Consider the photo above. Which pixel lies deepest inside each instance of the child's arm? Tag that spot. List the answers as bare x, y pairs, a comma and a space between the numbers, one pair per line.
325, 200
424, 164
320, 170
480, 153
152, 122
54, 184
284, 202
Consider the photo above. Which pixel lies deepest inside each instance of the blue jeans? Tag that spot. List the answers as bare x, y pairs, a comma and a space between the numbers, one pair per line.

* * *

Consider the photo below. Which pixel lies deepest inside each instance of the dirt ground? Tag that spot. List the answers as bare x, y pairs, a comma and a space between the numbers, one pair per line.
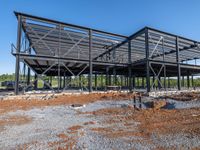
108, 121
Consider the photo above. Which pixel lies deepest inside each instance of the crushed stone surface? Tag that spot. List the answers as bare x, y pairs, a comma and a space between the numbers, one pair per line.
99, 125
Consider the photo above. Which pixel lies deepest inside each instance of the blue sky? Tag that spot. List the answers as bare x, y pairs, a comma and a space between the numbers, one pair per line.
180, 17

> _INSTRUCTIONS TO FOLLOW_: Everything above from the line containing "of the child's" down to the line containing "the blue jeans?" is to be transcribed exactly, with both of those lines included and nothing else added.

> _EXPECTED ANSWER_:
Consider the photo above. Which pixel lies deepest inside each instance of the child's arm? Tag that spot. List the answers as bare x, y pairs, a comma and a space between the numbers, one pair per line.
325, 200
424, 164
320, 170
480, 153
152, 122
54, 184
284, 202
Consider the photo above. Which pixel lies deepest inside each instance of the blue jeans? Tag that spot. List the answers as bare x, y pairs, a comma and a space between the numbers, one pair per line.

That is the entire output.